RECORDS SHOWN –

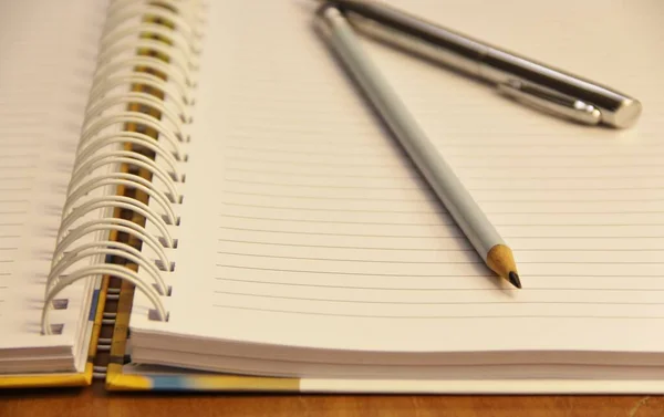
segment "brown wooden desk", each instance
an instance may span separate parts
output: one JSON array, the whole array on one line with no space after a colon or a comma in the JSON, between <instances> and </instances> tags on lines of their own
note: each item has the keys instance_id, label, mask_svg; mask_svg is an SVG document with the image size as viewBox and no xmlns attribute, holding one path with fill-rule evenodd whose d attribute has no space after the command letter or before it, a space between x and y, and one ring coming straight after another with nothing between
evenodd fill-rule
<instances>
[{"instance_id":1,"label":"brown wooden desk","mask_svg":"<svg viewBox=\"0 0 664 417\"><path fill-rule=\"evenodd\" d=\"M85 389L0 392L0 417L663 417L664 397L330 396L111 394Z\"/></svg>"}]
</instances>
* * *
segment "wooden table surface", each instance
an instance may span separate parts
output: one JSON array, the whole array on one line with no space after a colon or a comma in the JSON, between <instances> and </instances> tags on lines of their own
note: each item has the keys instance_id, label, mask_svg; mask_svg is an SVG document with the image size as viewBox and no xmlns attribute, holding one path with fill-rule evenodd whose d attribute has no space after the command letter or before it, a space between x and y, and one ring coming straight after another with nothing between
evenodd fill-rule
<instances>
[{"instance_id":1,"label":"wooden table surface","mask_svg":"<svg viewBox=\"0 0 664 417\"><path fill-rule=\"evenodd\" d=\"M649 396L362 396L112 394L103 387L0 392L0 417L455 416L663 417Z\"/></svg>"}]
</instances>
==
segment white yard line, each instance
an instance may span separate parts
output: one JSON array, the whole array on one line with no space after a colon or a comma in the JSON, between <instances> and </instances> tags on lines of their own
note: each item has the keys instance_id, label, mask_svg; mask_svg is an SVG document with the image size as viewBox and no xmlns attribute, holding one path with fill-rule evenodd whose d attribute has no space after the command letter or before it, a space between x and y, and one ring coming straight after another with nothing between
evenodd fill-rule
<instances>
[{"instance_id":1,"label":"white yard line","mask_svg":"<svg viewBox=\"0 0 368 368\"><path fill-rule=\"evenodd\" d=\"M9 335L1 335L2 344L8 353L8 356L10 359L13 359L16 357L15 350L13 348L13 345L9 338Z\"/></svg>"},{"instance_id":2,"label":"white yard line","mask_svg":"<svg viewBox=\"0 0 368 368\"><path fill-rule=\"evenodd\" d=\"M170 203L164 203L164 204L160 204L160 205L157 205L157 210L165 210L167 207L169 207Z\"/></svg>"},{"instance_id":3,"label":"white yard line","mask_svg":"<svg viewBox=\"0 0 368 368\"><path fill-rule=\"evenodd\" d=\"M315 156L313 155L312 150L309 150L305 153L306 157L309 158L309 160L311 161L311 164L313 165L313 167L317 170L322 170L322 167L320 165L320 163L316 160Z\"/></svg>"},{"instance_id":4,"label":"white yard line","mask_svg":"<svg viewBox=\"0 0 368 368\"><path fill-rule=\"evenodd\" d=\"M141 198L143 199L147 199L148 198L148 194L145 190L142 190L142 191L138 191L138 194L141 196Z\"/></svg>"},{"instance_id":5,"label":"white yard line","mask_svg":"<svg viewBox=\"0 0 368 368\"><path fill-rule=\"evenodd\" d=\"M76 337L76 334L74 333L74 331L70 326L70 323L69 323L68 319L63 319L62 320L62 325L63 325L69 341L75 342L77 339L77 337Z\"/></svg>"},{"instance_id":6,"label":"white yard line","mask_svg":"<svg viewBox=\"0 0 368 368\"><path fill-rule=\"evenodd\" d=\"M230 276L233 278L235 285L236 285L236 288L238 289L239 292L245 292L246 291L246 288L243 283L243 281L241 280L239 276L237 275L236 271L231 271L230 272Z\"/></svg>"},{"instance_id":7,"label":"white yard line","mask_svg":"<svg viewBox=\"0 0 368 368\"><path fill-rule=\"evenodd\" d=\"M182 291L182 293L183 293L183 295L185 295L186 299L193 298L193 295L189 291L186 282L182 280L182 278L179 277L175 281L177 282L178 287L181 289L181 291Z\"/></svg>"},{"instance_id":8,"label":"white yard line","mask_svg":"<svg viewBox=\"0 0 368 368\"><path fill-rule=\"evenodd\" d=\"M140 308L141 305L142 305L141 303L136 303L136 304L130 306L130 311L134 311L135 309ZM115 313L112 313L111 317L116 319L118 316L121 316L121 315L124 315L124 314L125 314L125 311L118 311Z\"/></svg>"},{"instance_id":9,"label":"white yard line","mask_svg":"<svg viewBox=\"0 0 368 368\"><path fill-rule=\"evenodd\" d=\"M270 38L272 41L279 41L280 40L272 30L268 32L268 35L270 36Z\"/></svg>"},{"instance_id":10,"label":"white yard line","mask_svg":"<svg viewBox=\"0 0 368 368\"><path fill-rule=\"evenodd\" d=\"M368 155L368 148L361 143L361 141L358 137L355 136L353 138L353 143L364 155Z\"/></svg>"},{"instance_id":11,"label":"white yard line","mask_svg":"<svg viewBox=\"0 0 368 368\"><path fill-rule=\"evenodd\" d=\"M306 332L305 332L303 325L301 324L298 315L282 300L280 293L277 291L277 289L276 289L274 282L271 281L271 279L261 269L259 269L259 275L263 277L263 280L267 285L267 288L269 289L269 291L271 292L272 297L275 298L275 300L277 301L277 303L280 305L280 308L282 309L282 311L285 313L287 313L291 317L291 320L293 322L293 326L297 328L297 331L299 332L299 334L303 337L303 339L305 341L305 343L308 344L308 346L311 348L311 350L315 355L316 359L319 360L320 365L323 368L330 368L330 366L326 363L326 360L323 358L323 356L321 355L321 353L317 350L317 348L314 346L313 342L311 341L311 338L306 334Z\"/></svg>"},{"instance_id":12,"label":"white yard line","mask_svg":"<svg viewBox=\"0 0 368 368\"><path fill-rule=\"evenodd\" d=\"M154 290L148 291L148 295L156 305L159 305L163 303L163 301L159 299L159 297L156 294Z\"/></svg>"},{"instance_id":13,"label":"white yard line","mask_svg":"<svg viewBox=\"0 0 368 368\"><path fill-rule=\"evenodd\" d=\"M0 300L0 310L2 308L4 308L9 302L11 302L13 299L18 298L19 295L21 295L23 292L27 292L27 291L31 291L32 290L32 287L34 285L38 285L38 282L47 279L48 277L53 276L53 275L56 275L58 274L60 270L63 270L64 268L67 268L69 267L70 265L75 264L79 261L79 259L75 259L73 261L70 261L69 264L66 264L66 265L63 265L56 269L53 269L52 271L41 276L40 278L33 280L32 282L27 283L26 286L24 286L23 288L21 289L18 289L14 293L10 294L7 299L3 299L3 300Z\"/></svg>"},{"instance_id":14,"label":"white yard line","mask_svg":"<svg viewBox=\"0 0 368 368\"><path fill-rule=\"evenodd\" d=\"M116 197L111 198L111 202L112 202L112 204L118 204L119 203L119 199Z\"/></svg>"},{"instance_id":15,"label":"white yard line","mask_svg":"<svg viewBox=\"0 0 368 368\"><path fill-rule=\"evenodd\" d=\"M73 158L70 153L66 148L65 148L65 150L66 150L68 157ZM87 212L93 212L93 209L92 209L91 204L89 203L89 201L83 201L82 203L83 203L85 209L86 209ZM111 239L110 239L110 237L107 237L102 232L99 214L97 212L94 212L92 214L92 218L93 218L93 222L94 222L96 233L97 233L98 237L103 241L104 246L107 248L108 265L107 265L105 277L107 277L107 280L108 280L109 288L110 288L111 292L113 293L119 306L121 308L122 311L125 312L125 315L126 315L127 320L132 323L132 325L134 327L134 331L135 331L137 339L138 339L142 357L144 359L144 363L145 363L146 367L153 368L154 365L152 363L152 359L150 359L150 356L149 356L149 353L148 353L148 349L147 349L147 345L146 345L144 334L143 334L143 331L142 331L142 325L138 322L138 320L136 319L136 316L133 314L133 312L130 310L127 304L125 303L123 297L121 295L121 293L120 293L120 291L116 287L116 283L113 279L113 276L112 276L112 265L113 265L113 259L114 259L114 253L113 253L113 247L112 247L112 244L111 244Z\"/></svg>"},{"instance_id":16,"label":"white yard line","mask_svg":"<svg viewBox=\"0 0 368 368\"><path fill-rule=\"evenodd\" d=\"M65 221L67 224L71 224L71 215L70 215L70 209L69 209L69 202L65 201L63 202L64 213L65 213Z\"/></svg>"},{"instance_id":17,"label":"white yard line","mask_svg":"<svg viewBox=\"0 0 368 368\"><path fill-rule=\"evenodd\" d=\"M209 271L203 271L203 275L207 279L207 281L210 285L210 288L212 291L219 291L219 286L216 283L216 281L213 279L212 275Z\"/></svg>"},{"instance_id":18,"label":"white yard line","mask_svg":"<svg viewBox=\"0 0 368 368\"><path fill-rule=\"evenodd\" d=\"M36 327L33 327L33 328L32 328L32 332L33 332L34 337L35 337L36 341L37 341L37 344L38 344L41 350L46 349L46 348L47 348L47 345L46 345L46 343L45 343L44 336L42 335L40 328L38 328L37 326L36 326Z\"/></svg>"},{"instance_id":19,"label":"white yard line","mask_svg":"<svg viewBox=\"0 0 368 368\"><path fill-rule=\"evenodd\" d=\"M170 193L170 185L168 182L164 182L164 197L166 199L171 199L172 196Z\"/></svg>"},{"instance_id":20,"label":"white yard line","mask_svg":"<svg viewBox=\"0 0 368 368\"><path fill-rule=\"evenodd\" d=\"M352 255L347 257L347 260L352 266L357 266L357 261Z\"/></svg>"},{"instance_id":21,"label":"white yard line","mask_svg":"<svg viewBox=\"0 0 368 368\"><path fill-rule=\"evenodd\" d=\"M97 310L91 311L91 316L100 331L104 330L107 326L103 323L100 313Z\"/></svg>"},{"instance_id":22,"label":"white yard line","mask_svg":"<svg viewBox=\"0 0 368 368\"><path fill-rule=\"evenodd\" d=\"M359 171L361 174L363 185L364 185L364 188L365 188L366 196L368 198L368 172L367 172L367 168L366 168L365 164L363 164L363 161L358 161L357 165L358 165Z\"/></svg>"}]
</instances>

WHAT NEEDS TO BE DONE – Report every line in the data above that contains the string "desk". Case counts, so count only exact-case matches.

FULL SOLUTION –
segment "brown wooden desk", each instance
[{"instance_id":1,"label":"brown wooden desk","mask_svg":"<svg viewBox=\"0 0 664 417\"><path fill-rule=\"evenodd\" d=\"M85 389L0 392L0 417L663 417L664 397L330 396L111 394Z\"/></svg>"}]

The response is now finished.